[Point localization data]
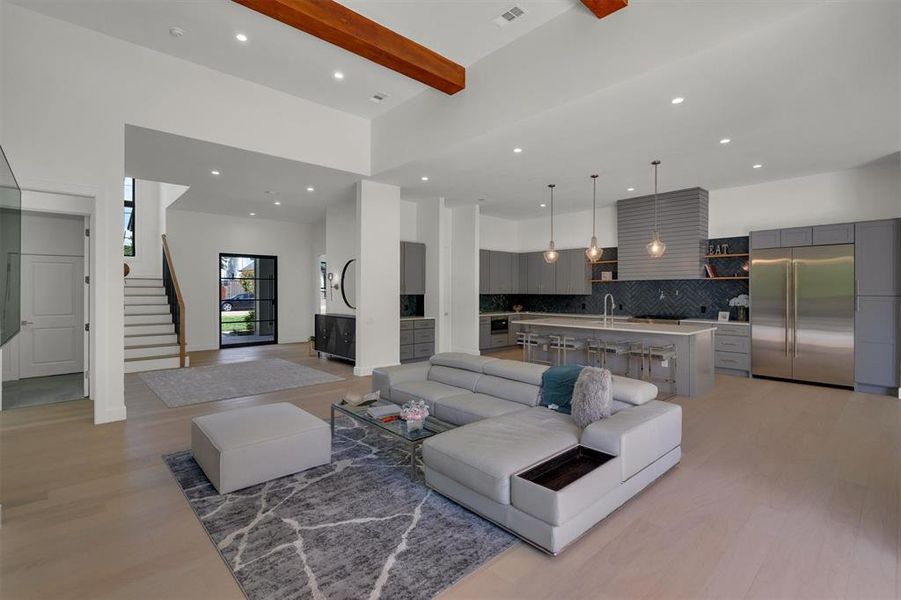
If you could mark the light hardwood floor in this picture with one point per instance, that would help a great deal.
(784, 491)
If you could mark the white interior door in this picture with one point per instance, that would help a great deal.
(52, 334)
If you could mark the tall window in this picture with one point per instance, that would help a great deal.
(128, 237)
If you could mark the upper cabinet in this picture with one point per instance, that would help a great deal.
(877, 245)
(573, 273)
(412, 269)
(682, 224)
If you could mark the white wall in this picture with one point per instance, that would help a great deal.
(340, 247)
(377, 276)
(54, 235)
(409, 221)
(464, 274)
(64, 108)
(869, 192)
(196, 239)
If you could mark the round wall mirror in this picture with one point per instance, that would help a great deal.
(349, 283)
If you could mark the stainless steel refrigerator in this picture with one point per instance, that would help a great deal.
(802, 313)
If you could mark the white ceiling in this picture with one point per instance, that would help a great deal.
(814, 91)
(283, 58)
(244, 177)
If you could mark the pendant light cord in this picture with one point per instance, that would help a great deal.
(656, 163)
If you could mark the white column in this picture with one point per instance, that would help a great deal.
(377, 276)
(464, 292)
(435, 232)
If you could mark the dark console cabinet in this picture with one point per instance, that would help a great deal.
(336, 335)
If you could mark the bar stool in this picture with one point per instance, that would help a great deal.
(665, 353)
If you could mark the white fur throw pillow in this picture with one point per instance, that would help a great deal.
(592, 396)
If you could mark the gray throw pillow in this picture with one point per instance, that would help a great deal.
(592, 396)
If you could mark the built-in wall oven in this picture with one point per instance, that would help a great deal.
(500, 325)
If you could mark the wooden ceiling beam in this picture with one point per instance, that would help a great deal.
(338, 25)
(602, 8)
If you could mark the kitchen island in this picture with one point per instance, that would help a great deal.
(693, 344)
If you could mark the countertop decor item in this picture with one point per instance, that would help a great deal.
(414, 413)
(594, 252)
(551, 255)
(655, 247)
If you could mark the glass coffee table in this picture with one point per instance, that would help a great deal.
(396, 429)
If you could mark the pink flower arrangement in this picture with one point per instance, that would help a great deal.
(415, 410)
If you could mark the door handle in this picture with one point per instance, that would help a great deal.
(795, 315)
(787, 301)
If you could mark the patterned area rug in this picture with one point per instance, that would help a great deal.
(181, 387)
(355, 528)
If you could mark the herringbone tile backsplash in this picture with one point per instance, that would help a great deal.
(685, 298)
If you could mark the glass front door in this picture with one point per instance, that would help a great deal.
(248, 294)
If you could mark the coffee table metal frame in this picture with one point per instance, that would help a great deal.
(396, 429)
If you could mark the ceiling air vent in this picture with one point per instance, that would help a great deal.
(511, 15)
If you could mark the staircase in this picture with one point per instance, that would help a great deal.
(155, 321)
(151, 342)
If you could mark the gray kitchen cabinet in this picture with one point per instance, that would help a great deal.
(484, 333)
(514, 274)
(876, 327)
(542, 276)
(484, 272)
(500, 272)
(412, 268)
(841, 233)
(417, 339)
(523, 274)
(770, 238)
(796, 236)
(876, 257)
(573, 273)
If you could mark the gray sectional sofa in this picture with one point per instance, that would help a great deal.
(501, 433)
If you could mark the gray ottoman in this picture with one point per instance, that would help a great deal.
(244, 447)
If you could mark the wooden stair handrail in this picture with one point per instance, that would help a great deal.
(182, 315)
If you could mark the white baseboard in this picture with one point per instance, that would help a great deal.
(109, 416)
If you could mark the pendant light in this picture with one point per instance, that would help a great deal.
(593, 253)
(655, 247)
(551, 255)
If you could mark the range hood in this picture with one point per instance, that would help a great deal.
(682, 223)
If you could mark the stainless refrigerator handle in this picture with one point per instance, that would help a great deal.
(795, 315)
(787, 292)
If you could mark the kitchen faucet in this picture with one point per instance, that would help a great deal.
(612, 306)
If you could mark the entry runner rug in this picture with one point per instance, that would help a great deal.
(355, 528)
(194, 385)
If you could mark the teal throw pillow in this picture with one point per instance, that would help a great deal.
(557, 387)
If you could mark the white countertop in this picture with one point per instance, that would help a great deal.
(598, 325)
(717, 322)
(619, 317)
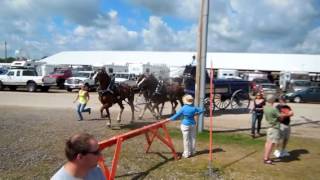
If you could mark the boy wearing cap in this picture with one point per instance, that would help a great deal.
(273, 117)
(188, 125)
(83, 98)
(284, 128)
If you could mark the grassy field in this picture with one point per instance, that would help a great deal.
(238, 156)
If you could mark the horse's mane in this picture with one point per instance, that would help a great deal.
(103, 78)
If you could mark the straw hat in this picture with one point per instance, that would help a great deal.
(187, 99)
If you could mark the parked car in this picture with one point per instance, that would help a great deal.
(61, 75)
(126, 78)
(255, 83)
(310, 94)
(297, 85)
(25, 78)
(269, 88)
(3, 71)
(79, 78)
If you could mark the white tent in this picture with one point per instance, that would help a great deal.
(240, 61)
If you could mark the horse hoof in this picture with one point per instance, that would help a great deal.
(108, 124)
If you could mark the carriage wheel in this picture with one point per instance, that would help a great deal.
(207, 106)
(220, 102)
(240, 100)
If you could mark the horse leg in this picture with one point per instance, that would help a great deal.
(108, 123)
(174, 104)
(162, 106)
(120, 113)
(157, 113)
(143, 111)
(101, 111)
(132, 111)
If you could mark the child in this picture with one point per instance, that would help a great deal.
(83, 97)
(188, 125)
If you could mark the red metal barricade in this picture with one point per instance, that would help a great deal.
(150, 131)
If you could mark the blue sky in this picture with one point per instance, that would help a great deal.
(44, 27)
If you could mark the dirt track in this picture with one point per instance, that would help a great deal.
(305, 121)
(33, 127)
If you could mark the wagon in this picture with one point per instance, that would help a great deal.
(227, 93)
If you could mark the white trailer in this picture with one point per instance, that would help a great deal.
(228, 74)
(293, 80)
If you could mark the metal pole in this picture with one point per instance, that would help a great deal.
(203, 57)
(5, 51)
(198, 64)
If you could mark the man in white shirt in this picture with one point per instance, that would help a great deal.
(82, 151)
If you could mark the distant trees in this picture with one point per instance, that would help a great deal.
(8, 60)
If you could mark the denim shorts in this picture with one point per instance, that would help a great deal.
(273, 135)
(285, 131)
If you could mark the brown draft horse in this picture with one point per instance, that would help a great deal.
(157, 92)
(107, 98)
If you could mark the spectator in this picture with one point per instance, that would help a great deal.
(285, 128)
(273, 117)
(188, 125)
(82, 152)
(83, 97)
(257, 114)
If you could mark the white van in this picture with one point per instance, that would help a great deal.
(228, 74)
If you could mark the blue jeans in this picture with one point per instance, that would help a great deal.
(80, 109)
(256, 119)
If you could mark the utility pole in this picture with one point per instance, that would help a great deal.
(201, 59)
(5, 51)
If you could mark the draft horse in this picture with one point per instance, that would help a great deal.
(157, 92)
(117, 95)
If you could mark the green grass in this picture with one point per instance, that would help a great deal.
(222, 138)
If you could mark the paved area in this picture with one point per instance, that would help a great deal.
(306, 121)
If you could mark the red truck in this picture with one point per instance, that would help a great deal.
(61, 75)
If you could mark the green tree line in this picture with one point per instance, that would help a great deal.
(8, 60)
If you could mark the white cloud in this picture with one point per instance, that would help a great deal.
(311, 43)
(46, 26)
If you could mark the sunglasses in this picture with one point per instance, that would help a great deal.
(97, 152)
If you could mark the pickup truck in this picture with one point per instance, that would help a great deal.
(80, 78)
(25, 78)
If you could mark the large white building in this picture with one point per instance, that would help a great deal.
(239, 61)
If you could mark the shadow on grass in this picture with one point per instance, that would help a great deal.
(294, 155)
(142, 175)
(308, 121)
(237, 160)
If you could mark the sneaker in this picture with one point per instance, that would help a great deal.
(185, 156)
(277, 153)
(285, 153)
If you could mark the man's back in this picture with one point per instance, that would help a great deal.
(94, 174)
(272, 115)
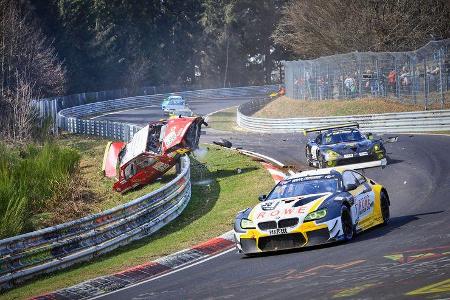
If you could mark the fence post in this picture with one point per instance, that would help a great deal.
(358, 57)
(397, 78)
(441, 82)
(414, 78)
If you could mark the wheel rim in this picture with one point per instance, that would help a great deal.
(385, 210)
(347, 225)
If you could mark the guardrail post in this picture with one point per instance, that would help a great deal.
(426, 83)
(441, 82)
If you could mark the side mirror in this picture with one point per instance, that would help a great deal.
(350, 187)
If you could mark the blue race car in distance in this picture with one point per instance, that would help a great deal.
(342, 144)
(173, 103)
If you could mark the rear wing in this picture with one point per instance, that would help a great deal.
(360, 166)
(318, 129)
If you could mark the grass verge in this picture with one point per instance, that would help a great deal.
(285, 107)
(41, 186)
(32, 180)
(224, 120)
(218, 193)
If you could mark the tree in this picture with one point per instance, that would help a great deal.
(29, 70)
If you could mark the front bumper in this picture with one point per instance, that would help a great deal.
(305, 235)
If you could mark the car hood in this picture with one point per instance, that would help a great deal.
(284, 208)
(349, 147)
(178, 129)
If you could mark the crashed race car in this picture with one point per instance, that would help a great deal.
(174, 103)
(311, 208)
(342, 144)
(153, 150)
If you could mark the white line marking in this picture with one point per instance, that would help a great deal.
(119, 111)
(165, 274)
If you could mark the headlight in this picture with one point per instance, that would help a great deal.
(318, 214)
(247, 224)
(331, 155)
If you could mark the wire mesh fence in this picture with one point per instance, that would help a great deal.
(416, 77)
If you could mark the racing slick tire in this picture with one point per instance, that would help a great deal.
(347, 224)
(384, 203)
(321, 160)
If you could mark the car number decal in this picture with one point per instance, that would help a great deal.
(277, 231)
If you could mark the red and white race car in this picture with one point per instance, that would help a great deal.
(153, 150)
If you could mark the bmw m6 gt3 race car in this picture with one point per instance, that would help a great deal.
(310, 208)
(342, 144)
(152, 151)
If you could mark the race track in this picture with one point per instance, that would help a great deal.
(409, 258)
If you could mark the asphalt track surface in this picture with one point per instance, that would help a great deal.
(409, 258)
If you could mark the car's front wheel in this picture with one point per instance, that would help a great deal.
(347, 224)
(322, 162)
(384, 202)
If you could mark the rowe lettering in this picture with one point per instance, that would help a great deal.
(286, 211)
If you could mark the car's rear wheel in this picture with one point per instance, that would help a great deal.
(347, 224)
(385, 213)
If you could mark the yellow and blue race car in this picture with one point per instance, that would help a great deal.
(342, 144)
(310, 208)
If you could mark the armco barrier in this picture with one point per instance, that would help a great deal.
(72, 119)
(57, 247)
(420, 121)
(53, 248)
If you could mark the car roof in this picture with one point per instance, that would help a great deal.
(325, 171)
(174, 98)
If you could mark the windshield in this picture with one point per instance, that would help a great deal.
(176, 102)
(296, 187)
(342, 137)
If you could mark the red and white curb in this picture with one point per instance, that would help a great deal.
(276, 174)
(107, 284)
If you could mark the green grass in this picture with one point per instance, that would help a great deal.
(210, 213)
(32, 179)
(97, 187)
(224, 120)
(285, 107)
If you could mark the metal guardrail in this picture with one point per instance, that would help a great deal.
(420, 121)
(43, 251)
(70, 119)
(57, 247)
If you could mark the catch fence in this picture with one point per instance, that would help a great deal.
(416, 77)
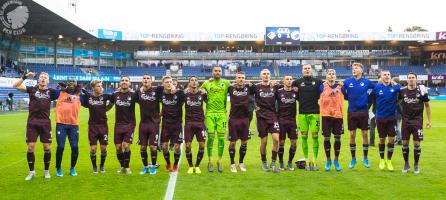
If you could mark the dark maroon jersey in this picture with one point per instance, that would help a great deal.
(194, 106)
(265, 96)
(97, 107)
(239, 101)
(412, 103)
(40, 103)
(149, 104)
(286, 101)
(172, 110)
(124, 107)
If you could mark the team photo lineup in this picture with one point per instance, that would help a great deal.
(321, 106)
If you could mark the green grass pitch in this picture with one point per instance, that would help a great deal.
(360, 183)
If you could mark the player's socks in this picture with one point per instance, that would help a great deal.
(327, 147)
(93, 160)
(103, 157)
(31, 158)
(120, 156)
(231, 150)
(405, 150)
(305, 146)
(210, 144)
(281, 151)
(199, 156)
(144, 157)
(189, 158)
(390, 148)
(315, 147)
(74, 155)
(242, 152)
(381, 148)
(221, 144)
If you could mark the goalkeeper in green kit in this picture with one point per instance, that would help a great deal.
(215, 119)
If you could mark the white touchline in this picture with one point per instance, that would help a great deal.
(173, 179)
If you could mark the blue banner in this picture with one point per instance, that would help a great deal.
(59, 77)
(282, 36)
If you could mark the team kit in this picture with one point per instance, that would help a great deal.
(161, 127)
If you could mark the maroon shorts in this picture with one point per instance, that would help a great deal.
(171, 132)
(98, 132)
(265, 126)
(332, 125)
(148, 133)
(386, 127)
(288, 126)
(238, 129)
(124, 133)
(358, 120)
(197, 129)
(38, 129)
(412, 127)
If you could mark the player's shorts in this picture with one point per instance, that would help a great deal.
(386, 127)
(148, 133)
(171, 132)
(238, 129)
(216, 122)
(412, 127)
(332, 125)
(98, 132)
(265, 126)
(40, 129)
(358, 120)
(124, 133)
(196, 129)
(288, 127)
(309, 123)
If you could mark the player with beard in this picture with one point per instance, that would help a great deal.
(39, 123)
(194, 122)
(98, 104)
(265, 97)
(239, 121)
(286, 99)
(125, 123)
(413, 99)
(172, 102)
(148, 98)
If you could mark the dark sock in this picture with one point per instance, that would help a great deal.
(353, 150)
(176, 156)
(281, 151)
(327, 147)
(381, 150)
(273, 156)
(337, 145)
(390, 151)
(365, 149)
(405, 150)
(292, 152)
(242, 152)
(59, 155)
(93, 159)
(199, 156)
(103, 157)
(416, 153)
(232, 153)
(120, 156)
(31, 159)
(74, 155)
(189, 157)
(144, 158)
(167, 156)
(154, 155)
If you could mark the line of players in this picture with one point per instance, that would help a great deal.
(275, 107)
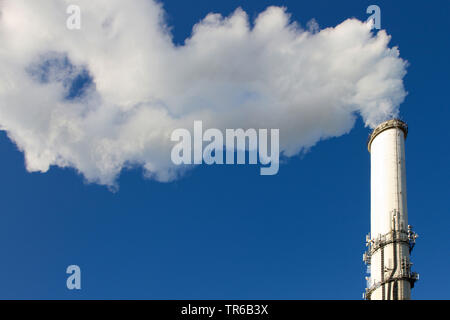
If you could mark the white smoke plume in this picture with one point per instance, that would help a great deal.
(311, 84)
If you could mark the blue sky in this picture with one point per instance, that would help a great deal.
(225, 232)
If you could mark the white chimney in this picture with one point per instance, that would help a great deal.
(391, 239)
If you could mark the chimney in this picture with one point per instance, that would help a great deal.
(391, 239)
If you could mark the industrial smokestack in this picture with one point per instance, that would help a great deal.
(391, 239)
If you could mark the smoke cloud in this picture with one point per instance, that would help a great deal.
(108, 96)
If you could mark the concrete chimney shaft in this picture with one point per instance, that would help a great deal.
(391, 239)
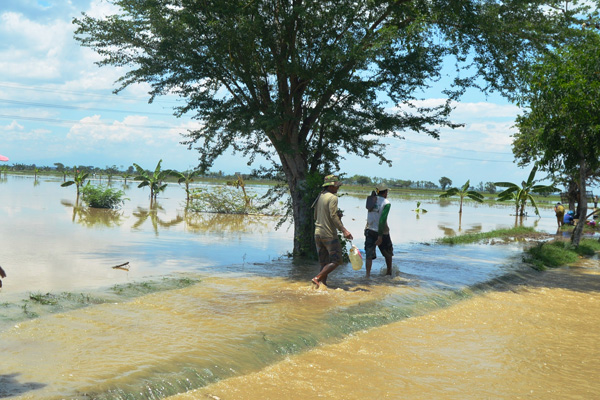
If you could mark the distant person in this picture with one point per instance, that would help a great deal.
(327, 223)
(2, 275)
(377, 232)
(569, 217)
(559, 210)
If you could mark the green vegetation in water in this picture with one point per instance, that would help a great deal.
(225, 200)
(102, 197)
(39, 304)
(498, 233)
(559, 253)
(137, 289)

> [Task objective]
Excluding all pictures, output exactly the lines from the line containing "If you could mark the concrete" through the last line of the entries above.

> [Solution to this task]
If you could mark the concrete chimney shaft in this picture with one point per instance, that would help a great deal.
(391, 239)
If you could mark the distant person in this picture with one point per instance, that would help a great deal.
(327, 223)
(2, 275)
(377, 232)
(569, 217)
(559, 210)
If you could mark the green vegetation in water in this picture with one point per instance, that would help a great deal.
(225, 200)
(102, 197)
(39, 304)
(498, 233)
(559, 253)
(137, 289)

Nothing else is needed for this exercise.